* [Given exercise] Repeat each line exactly, leaving nothing out.

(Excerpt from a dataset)
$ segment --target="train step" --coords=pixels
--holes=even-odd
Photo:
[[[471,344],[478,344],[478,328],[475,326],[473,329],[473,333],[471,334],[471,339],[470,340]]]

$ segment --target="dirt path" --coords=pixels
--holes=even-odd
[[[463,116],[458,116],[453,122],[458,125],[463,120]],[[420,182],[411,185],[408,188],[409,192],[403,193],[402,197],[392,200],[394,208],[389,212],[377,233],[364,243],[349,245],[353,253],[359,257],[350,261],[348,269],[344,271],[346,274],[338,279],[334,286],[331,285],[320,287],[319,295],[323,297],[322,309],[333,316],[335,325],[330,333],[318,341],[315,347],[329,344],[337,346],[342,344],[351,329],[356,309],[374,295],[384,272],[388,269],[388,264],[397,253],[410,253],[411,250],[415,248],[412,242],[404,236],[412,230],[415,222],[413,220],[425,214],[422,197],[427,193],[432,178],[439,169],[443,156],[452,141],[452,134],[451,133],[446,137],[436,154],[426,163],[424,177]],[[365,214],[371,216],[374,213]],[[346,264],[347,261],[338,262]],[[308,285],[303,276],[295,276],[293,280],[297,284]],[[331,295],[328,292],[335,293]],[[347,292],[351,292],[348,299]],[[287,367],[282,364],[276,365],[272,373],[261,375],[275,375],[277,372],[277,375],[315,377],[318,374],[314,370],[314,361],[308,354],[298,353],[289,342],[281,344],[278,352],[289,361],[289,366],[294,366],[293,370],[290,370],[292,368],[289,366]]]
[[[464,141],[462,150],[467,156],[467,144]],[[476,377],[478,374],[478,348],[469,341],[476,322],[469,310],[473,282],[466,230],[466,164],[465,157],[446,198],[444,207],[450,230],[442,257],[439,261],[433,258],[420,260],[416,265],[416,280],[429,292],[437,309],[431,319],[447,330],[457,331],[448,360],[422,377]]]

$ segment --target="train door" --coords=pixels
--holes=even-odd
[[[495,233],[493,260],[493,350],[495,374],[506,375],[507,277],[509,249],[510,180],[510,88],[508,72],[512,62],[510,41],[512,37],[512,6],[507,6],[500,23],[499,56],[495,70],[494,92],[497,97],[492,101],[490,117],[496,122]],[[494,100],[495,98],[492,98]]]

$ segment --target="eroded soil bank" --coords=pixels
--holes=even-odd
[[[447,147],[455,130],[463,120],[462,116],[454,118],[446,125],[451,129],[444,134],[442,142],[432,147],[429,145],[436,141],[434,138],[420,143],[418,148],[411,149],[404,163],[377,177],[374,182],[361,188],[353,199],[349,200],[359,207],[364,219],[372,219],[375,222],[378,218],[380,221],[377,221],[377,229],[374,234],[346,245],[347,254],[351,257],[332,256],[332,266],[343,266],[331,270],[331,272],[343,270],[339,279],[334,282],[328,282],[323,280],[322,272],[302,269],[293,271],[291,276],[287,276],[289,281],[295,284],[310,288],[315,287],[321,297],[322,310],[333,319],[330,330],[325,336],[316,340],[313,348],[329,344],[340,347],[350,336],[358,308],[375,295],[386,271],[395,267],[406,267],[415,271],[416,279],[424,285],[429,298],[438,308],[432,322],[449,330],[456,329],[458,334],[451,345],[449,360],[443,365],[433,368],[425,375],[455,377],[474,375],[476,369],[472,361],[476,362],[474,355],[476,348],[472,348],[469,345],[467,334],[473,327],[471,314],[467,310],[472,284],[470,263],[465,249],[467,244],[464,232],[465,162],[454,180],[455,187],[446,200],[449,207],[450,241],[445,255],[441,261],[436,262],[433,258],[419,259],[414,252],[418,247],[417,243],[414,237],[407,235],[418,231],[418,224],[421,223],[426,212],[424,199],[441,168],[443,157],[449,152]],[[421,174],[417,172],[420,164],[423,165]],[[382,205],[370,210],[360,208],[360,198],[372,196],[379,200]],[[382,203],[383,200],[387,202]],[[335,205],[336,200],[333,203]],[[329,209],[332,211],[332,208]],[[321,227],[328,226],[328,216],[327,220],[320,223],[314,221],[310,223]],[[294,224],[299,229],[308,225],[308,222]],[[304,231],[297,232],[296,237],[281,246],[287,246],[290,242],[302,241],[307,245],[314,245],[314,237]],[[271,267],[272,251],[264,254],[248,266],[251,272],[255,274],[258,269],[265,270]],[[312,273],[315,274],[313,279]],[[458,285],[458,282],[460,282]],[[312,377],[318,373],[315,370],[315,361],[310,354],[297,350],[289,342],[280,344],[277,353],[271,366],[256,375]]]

* [Complete answer]
$ segment --target="train step" --coords=pixels
--holes=even-odd
Photo:
[[[471,344],[478,344],[478,328],[475,326],[473,329],[473,333],[471,334],[471,339],[470,340]]]

$ segment --target="dirt path" --coords=pixels
--holes=even-odd
[[[463,116],[458,116],[453,122],[458,125],[463,120]],[[420,182],[411,185],[408,188],[409,192],[403,193],[402,197],[392,200],[394,208],[389,212],[377,233],[364,243],[349,245],[353,253],[359,257],[350,261],[348,269],[344,271],[346,274],[338,279],[334,286],[331,285],[320,287],[319,295],[323,297],[322,309],[333,316],[335,325],[330,333],[318,341],[315,347],[329,344],[337,346],[342,344],[351,329],[356,309],[374,295],[384,272],[388,269],[388,264],[397,253],[410,253],[411,250],[415,248],[412,242],[404,236],[412,230],[415,222],[413,220],[425,214],[422,197],[427,193],[432,178],[439,169],[443,156],[452,141],[452,134],[451,133],[446,137],[436,154],[426,163],[424,177]],[[365,214],[371,216],[374,213]],[[346,264],[347,261],[338,262]],[[308,285],[303,276],[295,276],[293,280],[297,284]],[[331,295],[328,292],[335,293]],[[347,292],[351,292],[348,299]],[[287,367],[282,364],[276,365],[272,373],[261,375],[275,375],[277,372],[277,375],[315,377],[318,374],[314,370],[314,361],[308,354],[298,353],[289,342],[281,344],[278,352],[289,361],[289,366],[294,366],[293,370],[290,370],[292,368],[289,366]]]
[[[464,141],[462,150],[467,156],[467,144]],[[476,377],[478,374],[478,348],[469,341],[476,322],[469,310],[473,282],[466,230],[466,164],[465,157],[446,198],[444,207],[450,230],[442,257],[439,261],[433,258],[420,260],[416,265],[416,280],[429,292],[437,309],[431,319],[447,330],[457,331],[448,360],[422,377]]]

$ segment --target="train door" --coords=pixels
--holes=even-odd
[[[495,233],[493,260],[493,350],[495,374],[506,375],[507,277],[509,249],[510,180],[510,88],[508,72],[512,62],[510,41],[512,37],[512,6],[507,6],[500,23],[499,56],[495,70],[494,92],[497,97],[492,101],[490,117],[496,122]],[[494,100],[495,98],[492,98]]]

$ segment --target="eroded soil bank" --coords=pixels
--holes=even-odd
[[[447,147],[455,130],[463,120],[462,116],[454,118],[446,125],[451,129],[444,134],[442,142],[432,147],[429,145],[436,141],[434,138],[420,143],[418,148],[411,149],[404,163],[377,177],[374,182],[361,188],[353,199],[349,200],[359,207],[364,219],[372,219],[375,222],[378,218],[380,221],[377,221],[377,229],[374,234],[346,245],[347,254],[351,257],[332,256],[332,266],[343,266],[331,270],[331,272],[343,270],[339,279],[334,282],[328,282],[323,280],[322,272],[302,269],[293,271],[291,276],[287,276],[289,281],[295,284],[310,288],[315,287],[321,297],[322,310],[333,319],[330,330],[325,336],[316,340],[313,348],[329,344],[340,347],[350,336],[358,308],[375,295],[386,271],[395,267],[406,267],[415,271],[416,279],[424,285],[429,298],[438,308],[432,322],[449,330],[456,329],[458,334],[451,345],[449,360],[443,365],[433,368],[425,375],[455,377],[474,375],[476,369],[472,361],[476,362],[474,355],[476,348],[472,348],[469,345],[467,334],[473,327],[471,314],[467,310],[472,284],[470,263],[465,249],[467,244],[464,232],[465,162],[454,180],[455,187],[446,200],[449,207],[450,241],[445,255],[441,261],[436,262],[433,258],[419,259],[414,252],[418,247],[417,243],[414,237],[407,235],[418,231],[418,224],[421,223],[426,212],[424,199],[441,168],[443,157],[449,152]],[[421,174],[417,172],[420,164],[423,165]],[[382,205],[370,210],[360,208],[360,198],[372,196],[379,200]],[[382,203],[383,200],[387,202]],[[335,205],[336,200],[333,203]],[[329,209],[332,211],[332,208]],[[321,227],[328,226],[328,216],[327,220],[320,223],[314,221],[310,223]],[[294,224],[299,229],[308,225],[308,222]],[[304,231],[297,232],[296,237],[281,246],[287,246],[290,242],[302,241],[307,245],[314,245],[314,237]],[[271,267],[272,251],[264,254],[248,266],[251,272],[255,274],[258,269],[265,270]],[[312,273],[315,274],[313,279]],[[458,285],[458,282],[460,282]],[[312,377],[318,373],[315,370],[315,361],[310,354],[297,350],[289,342],[280,344],[277,353],[271,366],[256,375]]]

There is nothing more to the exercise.